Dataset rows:
** start **

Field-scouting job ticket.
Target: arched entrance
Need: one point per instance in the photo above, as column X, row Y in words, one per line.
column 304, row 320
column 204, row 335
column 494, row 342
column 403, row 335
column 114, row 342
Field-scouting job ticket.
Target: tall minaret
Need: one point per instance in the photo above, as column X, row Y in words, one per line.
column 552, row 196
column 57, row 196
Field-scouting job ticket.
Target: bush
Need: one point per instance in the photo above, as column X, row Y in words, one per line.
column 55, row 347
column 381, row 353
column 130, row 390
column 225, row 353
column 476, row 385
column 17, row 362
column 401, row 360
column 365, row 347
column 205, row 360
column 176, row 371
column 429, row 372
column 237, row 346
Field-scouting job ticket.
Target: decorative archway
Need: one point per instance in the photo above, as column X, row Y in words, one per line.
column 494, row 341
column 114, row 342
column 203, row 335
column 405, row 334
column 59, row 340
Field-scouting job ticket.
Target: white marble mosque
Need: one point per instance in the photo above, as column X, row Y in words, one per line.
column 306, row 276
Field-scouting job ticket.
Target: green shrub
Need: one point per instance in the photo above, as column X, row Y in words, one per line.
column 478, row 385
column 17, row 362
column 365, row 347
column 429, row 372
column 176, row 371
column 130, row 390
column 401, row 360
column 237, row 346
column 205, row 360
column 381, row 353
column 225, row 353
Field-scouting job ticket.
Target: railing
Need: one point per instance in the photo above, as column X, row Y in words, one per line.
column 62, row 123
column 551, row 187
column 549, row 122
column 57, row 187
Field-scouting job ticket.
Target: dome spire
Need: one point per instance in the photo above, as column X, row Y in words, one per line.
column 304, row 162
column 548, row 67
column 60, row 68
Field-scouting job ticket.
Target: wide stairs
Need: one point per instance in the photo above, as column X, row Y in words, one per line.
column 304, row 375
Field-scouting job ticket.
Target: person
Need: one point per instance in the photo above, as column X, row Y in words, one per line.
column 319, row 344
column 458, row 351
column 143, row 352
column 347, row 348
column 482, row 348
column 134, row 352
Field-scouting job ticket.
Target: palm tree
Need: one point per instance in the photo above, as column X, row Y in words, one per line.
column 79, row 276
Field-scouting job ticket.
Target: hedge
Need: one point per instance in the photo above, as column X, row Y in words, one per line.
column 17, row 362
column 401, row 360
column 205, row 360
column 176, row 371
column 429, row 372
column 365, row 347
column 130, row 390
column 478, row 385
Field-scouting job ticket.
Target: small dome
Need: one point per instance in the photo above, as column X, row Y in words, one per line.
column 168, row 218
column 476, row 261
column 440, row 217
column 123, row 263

** end **

DIRECTION: Reproduce the data word for word, starting at its first line and ending with the line that contains "column 59, row 340", with both of those lines included.

COMPLETED TASK:
Field-scouting job ticket.
Target: arched entrance
Need: one point per instance in the photo above, as column X, row Y in words, one per line.
column 304, row 320
column 204, row 335
column 494, row 342
column 403, row 335
column 114, row 342
Field-scouting job ticket.
Target: tall minaret
Need: one point per instance in the photo above, as column X, row Y in words, one per line.
column 552, row 196
column 57, row 196
Field-scouting job ticket.
Target: bush
Need: one point per instance in the photo above, as column X, row Y in words, one per line.
column 55, row 347
column 381, row 353
column 130, row 390
column 225, row 353
column 476, row 385
column 17, row 362
column 401, row 360
column 365, row 347
column 205, row 360
column 176, row 371
column 429, row 372
column 237, row 346
Field-scouting job ticket.
Target: decorative archway
Need: one point per instance in the photo above, as column X, row Y in words, one per line.
column 494, row 341
column 114, row 342
column 203, row 335
column 405, row 334
column 59, row 340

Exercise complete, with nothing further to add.